## Task objective:
Show all lines from the material that carry the word "wave".

## Source material:
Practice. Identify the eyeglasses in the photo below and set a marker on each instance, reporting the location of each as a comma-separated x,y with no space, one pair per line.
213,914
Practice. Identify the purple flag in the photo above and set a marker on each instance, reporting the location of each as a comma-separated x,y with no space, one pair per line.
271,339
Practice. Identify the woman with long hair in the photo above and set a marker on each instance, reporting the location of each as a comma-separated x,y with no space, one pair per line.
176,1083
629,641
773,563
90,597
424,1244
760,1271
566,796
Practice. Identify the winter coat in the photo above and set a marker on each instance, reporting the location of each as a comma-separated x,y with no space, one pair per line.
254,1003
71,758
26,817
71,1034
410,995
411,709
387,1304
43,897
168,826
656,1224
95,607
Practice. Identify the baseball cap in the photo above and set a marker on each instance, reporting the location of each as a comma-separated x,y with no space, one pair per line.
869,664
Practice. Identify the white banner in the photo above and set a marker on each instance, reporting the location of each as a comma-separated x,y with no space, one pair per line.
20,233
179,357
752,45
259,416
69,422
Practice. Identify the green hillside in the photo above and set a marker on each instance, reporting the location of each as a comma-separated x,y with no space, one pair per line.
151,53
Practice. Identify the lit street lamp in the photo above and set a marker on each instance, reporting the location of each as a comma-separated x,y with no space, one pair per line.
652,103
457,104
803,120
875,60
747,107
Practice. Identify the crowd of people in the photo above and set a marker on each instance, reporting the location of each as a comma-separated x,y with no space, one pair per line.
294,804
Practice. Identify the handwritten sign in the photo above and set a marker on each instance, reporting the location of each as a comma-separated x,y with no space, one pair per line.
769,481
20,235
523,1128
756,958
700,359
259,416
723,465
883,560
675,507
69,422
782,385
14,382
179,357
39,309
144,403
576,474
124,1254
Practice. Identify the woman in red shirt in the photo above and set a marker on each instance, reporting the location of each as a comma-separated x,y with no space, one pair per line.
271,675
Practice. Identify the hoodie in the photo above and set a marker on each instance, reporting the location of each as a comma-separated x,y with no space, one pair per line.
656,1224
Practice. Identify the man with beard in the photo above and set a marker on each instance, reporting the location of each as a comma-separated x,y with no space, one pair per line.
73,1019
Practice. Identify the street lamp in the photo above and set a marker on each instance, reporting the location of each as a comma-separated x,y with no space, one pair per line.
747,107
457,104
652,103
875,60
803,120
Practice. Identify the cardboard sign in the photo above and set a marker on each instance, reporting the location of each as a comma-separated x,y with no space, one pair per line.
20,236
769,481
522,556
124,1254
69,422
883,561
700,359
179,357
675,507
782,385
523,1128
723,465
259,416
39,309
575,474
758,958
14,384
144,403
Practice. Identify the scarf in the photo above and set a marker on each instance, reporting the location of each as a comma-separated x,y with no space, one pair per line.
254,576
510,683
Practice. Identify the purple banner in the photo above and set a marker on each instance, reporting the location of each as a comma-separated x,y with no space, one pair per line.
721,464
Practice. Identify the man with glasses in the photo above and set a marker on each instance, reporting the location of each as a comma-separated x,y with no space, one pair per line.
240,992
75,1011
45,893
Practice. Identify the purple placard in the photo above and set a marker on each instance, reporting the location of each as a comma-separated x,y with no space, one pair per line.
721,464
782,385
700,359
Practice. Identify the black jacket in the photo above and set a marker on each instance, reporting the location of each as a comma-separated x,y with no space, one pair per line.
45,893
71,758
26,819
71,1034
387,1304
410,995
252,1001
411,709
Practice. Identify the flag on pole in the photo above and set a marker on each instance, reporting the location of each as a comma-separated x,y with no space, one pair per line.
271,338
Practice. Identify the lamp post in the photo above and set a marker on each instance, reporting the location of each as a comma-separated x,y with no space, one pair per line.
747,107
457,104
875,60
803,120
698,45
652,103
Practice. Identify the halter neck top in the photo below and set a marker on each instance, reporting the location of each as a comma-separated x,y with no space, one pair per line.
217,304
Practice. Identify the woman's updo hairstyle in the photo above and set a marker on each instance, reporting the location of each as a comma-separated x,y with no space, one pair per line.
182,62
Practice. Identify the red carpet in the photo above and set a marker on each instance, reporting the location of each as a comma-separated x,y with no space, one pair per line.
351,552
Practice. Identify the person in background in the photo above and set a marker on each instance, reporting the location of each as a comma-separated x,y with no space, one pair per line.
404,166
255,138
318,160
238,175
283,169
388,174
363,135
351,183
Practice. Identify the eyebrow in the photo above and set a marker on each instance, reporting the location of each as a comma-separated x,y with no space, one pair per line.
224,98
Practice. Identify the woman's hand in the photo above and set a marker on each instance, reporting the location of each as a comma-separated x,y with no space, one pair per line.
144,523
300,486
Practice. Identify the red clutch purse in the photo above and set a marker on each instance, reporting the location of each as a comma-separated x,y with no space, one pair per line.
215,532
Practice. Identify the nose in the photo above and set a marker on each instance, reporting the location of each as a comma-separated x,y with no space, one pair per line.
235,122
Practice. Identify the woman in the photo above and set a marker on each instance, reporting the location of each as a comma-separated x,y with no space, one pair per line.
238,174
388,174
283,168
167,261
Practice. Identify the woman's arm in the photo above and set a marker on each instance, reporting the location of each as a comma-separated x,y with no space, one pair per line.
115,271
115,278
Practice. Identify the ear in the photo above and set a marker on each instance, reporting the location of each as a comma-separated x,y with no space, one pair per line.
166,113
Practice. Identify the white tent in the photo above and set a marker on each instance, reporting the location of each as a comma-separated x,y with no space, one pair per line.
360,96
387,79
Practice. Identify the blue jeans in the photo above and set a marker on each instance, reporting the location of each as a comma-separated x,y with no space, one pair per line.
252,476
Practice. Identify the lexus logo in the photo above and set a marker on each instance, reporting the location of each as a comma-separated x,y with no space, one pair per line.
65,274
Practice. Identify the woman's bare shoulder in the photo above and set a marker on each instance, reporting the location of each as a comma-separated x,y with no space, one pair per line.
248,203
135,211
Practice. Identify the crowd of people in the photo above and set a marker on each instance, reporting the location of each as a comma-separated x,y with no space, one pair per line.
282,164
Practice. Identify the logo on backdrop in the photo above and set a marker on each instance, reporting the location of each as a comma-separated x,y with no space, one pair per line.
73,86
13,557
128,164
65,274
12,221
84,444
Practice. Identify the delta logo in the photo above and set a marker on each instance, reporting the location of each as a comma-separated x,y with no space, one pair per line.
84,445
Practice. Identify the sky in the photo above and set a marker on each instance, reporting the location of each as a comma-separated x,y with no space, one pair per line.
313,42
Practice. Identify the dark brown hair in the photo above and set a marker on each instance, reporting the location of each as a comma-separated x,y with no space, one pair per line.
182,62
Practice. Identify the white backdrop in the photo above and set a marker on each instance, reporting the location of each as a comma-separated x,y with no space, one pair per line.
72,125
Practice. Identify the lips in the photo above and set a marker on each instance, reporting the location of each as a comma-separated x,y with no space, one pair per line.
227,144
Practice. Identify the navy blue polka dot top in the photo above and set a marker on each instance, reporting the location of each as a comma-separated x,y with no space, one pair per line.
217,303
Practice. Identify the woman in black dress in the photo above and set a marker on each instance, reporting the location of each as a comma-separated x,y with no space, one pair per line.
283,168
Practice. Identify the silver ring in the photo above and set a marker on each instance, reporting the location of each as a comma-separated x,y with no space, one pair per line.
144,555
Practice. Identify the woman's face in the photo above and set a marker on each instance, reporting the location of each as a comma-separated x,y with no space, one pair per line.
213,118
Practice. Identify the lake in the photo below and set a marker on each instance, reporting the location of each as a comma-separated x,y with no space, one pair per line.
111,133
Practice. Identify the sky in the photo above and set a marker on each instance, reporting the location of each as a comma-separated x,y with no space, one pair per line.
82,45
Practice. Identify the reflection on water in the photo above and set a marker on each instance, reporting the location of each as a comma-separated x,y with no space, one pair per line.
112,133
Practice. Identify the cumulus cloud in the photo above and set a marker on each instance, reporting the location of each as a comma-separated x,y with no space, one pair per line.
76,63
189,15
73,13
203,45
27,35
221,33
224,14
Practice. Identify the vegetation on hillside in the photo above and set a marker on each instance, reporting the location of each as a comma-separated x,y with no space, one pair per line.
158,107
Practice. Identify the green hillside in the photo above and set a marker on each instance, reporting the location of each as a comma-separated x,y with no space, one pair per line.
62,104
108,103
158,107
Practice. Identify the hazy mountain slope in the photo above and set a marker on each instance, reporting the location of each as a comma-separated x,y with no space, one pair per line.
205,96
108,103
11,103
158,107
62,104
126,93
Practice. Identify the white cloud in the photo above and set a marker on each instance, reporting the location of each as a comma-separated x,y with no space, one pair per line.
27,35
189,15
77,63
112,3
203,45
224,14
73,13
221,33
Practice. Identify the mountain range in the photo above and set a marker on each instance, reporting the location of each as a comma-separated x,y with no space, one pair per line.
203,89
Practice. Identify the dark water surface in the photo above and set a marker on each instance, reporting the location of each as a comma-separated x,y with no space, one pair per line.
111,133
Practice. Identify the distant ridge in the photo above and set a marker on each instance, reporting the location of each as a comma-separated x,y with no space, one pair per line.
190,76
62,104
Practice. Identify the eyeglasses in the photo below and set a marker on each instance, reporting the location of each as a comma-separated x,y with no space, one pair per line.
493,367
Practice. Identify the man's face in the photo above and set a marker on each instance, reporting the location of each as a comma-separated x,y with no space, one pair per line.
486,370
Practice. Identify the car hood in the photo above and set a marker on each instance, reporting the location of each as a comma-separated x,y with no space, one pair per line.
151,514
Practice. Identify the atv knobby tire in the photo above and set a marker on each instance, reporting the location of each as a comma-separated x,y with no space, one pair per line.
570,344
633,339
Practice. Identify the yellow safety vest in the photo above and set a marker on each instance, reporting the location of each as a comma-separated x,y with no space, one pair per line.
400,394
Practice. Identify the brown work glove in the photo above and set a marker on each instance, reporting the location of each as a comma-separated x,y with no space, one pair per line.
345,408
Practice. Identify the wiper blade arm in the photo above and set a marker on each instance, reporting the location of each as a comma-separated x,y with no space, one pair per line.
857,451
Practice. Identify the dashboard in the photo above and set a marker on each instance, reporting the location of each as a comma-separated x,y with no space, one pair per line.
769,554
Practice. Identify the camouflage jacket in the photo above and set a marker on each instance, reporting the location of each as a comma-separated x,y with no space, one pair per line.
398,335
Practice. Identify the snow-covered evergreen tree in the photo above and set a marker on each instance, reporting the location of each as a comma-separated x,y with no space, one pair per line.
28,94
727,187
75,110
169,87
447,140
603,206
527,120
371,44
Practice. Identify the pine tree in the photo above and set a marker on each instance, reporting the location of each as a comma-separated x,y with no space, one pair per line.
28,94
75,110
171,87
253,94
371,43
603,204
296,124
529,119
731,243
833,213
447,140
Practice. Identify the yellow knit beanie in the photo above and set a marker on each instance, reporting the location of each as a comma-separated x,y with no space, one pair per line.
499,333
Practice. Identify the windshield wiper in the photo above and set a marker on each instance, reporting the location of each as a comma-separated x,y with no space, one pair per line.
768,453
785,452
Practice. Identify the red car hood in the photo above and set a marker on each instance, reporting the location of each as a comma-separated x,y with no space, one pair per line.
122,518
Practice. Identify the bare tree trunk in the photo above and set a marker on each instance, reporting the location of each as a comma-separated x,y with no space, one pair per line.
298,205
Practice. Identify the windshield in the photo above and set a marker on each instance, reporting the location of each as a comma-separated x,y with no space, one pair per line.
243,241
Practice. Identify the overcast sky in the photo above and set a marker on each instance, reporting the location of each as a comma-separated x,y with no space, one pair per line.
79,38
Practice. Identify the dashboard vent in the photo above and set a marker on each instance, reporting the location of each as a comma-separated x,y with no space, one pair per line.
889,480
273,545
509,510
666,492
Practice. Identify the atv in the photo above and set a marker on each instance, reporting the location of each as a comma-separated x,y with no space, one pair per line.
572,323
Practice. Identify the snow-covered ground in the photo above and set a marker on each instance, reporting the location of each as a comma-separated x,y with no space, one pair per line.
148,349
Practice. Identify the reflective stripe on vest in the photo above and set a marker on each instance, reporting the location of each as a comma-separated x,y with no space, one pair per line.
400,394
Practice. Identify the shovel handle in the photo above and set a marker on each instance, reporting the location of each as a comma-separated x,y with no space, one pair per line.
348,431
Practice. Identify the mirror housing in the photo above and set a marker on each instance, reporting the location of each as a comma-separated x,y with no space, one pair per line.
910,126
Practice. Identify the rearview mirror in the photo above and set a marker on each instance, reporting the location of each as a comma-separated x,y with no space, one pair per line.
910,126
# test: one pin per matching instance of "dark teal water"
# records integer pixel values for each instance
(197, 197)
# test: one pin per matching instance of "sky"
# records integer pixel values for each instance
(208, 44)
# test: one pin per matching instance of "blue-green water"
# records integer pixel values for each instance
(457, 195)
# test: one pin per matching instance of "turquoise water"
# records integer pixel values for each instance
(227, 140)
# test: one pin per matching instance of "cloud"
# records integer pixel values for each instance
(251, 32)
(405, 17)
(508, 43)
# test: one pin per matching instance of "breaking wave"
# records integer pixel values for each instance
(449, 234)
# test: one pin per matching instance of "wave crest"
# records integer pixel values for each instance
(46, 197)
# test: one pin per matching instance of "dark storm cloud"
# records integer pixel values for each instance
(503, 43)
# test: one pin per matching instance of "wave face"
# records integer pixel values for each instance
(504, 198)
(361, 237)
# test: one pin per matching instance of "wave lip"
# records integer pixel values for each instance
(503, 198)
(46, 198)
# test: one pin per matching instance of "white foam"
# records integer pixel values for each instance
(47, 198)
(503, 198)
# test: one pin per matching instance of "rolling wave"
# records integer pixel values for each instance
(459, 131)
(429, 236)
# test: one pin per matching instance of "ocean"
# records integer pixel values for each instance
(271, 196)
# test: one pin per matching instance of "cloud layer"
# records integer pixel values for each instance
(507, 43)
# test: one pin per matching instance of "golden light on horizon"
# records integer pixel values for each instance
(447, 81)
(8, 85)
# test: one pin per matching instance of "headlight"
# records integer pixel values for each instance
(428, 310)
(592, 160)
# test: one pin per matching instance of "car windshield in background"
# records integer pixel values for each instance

## Written answer:
# test: one pin per matching instance of "breaking wave"
# test: one pin per matching instance of "wave crest"
# test: one pin per matching instance of "wave face"
# test: one pin per matching instance of "wave lip"
# test: one pin per matching instance of "rolling wave"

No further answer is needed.